Material provided:
+---+

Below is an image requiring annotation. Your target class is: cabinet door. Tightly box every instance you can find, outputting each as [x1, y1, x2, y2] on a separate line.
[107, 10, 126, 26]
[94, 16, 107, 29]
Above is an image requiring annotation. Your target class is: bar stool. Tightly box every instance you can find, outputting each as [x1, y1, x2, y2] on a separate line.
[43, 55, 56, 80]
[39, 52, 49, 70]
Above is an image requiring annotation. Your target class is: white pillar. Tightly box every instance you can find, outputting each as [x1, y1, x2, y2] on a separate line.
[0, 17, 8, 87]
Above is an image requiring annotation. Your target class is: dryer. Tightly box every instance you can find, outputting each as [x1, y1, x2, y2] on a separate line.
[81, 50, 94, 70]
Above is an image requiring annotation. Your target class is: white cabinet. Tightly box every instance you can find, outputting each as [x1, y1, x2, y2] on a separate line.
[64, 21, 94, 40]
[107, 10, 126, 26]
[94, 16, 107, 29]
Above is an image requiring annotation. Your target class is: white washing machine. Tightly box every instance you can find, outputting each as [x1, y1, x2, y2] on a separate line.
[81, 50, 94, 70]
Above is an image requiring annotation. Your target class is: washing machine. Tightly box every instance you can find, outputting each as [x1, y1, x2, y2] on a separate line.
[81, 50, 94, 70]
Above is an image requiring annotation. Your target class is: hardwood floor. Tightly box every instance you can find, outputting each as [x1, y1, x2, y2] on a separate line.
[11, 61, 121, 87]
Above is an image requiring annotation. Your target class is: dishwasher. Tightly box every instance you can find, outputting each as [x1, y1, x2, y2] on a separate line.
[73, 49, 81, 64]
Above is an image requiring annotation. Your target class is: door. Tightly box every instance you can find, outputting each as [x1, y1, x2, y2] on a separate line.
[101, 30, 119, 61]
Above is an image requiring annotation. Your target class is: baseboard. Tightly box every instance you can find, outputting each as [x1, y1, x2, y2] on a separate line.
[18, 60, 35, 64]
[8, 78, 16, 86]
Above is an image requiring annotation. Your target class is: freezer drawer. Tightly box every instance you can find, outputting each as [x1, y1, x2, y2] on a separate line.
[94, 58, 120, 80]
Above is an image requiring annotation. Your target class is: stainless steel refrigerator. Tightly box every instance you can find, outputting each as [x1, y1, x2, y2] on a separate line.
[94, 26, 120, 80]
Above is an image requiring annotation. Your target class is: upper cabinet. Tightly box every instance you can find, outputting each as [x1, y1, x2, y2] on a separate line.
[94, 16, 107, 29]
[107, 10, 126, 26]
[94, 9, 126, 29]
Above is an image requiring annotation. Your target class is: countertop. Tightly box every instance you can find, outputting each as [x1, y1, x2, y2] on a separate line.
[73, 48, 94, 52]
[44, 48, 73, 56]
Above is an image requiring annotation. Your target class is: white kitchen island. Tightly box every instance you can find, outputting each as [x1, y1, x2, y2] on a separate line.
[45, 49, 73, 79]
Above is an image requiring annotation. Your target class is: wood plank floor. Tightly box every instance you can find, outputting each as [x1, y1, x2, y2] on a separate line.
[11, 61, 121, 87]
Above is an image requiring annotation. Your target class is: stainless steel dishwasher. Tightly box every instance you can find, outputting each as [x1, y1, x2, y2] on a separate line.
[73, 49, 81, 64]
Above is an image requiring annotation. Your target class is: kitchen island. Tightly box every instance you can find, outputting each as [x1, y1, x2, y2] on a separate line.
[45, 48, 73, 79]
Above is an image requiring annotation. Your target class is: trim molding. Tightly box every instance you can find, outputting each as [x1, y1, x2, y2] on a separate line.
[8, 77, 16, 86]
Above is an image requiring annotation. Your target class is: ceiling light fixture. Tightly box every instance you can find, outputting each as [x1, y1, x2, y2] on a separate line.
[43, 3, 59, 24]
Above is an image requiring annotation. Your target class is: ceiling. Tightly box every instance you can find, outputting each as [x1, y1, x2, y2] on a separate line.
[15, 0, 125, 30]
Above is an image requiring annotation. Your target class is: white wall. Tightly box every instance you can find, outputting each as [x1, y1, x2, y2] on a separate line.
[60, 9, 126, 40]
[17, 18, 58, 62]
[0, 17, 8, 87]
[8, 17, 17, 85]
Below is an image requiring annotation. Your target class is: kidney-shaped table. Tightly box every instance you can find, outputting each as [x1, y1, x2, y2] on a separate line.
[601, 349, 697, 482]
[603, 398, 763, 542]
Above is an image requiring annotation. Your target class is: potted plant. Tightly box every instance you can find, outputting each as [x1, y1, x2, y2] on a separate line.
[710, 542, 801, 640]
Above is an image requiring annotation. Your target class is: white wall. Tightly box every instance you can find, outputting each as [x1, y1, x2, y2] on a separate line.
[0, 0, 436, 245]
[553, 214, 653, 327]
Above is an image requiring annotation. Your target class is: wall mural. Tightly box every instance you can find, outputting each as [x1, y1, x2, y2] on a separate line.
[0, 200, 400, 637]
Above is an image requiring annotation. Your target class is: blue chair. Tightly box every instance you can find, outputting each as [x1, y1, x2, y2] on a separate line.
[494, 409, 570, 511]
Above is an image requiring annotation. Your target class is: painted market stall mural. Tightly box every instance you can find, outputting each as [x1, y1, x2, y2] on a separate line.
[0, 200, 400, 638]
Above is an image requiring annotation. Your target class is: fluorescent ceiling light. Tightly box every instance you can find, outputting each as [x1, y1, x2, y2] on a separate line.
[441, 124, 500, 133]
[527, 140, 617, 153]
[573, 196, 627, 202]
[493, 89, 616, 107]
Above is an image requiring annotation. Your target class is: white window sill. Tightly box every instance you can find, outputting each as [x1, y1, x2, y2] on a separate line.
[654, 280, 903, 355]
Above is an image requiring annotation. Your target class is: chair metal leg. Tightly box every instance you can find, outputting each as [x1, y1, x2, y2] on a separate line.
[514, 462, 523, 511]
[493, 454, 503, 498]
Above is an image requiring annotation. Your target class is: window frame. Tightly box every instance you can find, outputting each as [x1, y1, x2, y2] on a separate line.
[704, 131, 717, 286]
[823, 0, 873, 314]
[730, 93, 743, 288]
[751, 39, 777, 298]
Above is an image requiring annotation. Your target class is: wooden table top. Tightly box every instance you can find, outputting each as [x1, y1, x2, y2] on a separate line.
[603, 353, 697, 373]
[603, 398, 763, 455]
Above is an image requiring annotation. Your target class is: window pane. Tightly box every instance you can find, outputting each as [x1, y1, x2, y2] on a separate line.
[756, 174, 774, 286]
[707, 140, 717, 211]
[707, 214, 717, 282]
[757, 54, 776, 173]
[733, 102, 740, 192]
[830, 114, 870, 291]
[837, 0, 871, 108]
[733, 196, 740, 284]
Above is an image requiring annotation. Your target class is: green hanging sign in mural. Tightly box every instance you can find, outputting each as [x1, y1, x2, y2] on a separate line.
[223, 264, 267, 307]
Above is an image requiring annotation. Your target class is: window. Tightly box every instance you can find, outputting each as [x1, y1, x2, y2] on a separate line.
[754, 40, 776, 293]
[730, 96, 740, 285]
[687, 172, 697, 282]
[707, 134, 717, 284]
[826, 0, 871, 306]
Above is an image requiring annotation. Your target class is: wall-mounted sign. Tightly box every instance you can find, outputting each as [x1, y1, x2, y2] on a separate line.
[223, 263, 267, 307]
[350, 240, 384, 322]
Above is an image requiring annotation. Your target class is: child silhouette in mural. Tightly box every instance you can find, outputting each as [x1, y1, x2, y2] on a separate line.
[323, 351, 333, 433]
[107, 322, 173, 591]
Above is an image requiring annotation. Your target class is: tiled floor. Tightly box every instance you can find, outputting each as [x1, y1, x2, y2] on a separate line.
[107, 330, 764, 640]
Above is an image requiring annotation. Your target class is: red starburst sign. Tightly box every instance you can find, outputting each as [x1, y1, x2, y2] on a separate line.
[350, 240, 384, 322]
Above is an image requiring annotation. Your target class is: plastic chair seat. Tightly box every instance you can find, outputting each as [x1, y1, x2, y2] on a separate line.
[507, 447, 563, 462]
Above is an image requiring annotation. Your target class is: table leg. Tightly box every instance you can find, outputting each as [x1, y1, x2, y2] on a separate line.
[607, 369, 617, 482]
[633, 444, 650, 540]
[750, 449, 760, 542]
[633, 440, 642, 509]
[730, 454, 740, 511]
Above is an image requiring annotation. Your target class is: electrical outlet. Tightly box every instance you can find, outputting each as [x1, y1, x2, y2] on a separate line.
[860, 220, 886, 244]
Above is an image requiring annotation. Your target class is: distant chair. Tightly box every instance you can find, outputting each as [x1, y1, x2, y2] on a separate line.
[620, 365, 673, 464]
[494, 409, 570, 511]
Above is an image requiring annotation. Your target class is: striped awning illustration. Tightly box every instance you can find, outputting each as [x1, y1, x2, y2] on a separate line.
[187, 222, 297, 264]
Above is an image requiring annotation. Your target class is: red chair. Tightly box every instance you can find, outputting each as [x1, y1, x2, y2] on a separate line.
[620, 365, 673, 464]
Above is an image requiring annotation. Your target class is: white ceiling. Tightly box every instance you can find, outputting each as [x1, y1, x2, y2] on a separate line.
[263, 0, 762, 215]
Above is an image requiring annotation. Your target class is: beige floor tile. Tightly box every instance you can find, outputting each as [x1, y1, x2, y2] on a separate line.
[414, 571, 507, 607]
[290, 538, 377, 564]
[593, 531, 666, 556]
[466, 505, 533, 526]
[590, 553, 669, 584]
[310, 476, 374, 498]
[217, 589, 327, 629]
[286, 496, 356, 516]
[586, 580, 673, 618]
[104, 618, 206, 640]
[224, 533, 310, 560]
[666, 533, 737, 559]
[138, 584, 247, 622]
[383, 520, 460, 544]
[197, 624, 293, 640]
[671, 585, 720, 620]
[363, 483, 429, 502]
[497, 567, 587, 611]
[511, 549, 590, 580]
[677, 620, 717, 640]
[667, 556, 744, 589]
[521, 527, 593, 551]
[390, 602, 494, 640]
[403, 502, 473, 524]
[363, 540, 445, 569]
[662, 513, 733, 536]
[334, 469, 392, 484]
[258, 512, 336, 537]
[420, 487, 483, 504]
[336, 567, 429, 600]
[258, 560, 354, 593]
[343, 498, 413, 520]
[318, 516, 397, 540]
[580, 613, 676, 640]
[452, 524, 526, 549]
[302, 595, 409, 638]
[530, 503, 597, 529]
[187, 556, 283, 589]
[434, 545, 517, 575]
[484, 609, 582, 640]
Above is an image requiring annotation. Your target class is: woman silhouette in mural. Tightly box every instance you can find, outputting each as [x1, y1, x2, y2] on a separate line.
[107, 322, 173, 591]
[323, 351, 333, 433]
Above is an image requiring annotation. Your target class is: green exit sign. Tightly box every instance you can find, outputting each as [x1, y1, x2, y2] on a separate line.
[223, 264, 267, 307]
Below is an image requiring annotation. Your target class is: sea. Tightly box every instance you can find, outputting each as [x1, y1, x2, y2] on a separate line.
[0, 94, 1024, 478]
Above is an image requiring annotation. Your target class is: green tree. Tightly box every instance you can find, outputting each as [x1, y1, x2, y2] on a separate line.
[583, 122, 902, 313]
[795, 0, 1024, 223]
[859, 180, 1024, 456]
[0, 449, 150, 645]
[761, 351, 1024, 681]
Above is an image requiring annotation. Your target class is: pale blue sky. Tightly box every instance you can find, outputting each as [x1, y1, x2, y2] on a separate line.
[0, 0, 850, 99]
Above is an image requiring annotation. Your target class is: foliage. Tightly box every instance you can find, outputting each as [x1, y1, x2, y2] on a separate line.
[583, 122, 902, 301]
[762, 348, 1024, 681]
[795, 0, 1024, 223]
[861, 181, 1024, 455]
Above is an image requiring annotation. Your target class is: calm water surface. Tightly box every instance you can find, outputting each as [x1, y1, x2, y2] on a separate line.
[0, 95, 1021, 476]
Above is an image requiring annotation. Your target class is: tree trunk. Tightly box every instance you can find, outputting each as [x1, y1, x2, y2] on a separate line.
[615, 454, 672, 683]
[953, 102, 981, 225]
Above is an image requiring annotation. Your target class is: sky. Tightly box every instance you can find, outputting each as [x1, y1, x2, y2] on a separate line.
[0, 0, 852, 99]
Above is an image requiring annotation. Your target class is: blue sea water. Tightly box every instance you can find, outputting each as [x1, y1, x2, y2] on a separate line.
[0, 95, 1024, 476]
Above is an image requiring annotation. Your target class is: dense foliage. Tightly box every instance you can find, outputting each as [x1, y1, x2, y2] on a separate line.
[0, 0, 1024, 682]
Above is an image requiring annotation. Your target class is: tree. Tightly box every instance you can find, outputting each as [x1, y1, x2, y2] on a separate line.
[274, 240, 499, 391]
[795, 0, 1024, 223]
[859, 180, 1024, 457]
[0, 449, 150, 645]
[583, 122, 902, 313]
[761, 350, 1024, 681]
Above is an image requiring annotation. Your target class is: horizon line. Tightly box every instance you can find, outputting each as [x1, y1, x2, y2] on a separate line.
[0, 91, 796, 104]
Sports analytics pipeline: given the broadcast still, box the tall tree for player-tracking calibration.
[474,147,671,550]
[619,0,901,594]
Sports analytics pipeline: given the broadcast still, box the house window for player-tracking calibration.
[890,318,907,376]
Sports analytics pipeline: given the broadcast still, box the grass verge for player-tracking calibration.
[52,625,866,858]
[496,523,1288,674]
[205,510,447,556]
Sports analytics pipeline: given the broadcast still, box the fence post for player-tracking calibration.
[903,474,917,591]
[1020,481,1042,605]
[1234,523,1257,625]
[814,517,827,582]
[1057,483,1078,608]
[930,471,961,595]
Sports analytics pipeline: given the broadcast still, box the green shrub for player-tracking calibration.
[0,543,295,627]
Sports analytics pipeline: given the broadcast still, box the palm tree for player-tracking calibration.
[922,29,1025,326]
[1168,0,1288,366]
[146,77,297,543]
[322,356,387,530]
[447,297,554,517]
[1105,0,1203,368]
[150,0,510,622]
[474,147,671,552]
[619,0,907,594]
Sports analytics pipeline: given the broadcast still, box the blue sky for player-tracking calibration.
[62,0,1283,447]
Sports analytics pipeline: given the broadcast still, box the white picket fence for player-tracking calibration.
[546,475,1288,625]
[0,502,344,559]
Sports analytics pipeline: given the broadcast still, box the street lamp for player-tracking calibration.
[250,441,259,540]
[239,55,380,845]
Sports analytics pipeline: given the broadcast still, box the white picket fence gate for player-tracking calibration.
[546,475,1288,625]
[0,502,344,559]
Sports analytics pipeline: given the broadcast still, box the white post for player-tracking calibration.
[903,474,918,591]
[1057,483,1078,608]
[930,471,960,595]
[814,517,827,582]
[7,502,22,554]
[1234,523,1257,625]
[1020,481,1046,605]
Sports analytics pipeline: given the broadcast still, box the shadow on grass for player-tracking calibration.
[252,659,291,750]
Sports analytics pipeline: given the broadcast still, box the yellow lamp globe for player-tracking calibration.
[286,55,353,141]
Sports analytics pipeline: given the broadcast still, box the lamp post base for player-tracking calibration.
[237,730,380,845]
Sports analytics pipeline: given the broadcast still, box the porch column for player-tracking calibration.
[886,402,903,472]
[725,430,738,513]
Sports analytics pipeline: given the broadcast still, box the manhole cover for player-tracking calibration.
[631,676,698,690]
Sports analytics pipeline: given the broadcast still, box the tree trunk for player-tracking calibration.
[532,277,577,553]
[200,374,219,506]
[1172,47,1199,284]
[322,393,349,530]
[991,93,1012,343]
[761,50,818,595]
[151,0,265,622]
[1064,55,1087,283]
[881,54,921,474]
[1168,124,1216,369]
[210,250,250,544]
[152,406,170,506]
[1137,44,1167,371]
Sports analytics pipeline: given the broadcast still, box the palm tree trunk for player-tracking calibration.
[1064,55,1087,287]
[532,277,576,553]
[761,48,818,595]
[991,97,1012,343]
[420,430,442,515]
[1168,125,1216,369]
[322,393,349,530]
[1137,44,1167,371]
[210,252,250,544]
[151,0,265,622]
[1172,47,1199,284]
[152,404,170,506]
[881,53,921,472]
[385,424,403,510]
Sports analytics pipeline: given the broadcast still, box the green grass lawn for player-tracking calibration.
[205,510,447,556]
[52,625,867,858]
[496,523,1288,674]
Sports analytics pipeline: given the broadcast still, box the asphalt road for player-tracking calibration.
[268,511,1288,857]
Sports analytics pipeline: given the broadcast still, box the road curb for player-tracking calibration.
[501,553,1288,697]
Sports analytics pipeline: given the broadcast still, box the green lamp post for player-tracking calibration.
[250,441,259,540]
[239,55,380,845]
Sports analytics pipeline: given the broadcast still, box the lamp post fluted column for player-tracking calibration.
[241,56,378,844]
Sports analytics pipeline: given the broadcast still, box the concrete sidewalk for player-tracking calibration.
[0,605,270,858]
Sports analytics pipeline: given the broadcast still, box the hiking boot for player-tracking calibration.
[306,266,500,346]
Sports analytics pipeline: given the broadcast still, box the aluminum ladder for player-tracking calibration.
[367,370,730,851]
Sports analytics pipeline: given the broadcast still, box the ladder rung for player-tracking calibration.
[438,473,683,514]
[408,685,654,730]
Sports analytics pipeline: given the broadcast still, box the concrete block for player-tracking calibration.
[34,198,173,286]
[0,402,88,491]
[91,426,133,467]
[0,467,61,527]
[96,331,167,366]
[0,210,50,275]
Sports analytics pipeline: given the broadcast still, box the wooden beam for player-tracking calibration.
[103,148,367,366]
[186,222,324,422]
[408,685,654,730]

+---+

Exercise aim: Lay out the stretch of rows above that opens with the line containing "class is: potted" and closes with the line containing "[654, 280, 903, 355]" as a JSON list of strings, one string per line, both end lines included and blank lines left out.

Response:
[
  "Above is an image requiring annotation. Your target class is: potted plant. Tightly box every instance you can find, outputting each as [x1, y1, x2, y2] on a separate line.",
  "[710, 542, 801, 640]",
  "Above is an image requiring annotation. Your target class is: white wall. Tightly box every instance you can find, outputting each as [x1, y1, x2, y2] on a separate line.",
  "[0, 0, 436, 245]",
  "[553, 214, 653, 327]",
  "Above is an image requiring annotation. Your target class is: wall mural. Tightly box every instance you can find, outputting each as [x1, y1, x2, y2] on a separate line.",
  "[0, 200, 400, 637]",
  "Above is an image requiring annotation. Your target class is: blue chair. Tightly box every instance you can find, outputting each as [x1, y1, x2, y2] on a separate line.",
  "[494, 409, 570, 511]",
  "Above is an image requiring annotation. Your target class is: painted market stall mural. Tightly box every instance you can find, outputting each as [x1, y1, x2, y2] on a separate line.",
  "[0, 200, 400, 638]",
  "Above is an image requiring annotation. Your target class is: fluorescent ceiling light. Tightly box every instance you can find, outputting each as [x1, y1, x2, y2] on a separate line.",
  "[441, 124, 500, 133]",
  "[527, 140, 617, 153]",
  "[573, 196, 627, 202]",
  "[493, 89, 616, 107]",
  "Above is an image requiring annotation. Your target class is: white window sill. Tightly box every instance you can find, outputting each as [x1, y1, x2, y2] on a separate line.",
  "[654, 280, 903, 355]"
]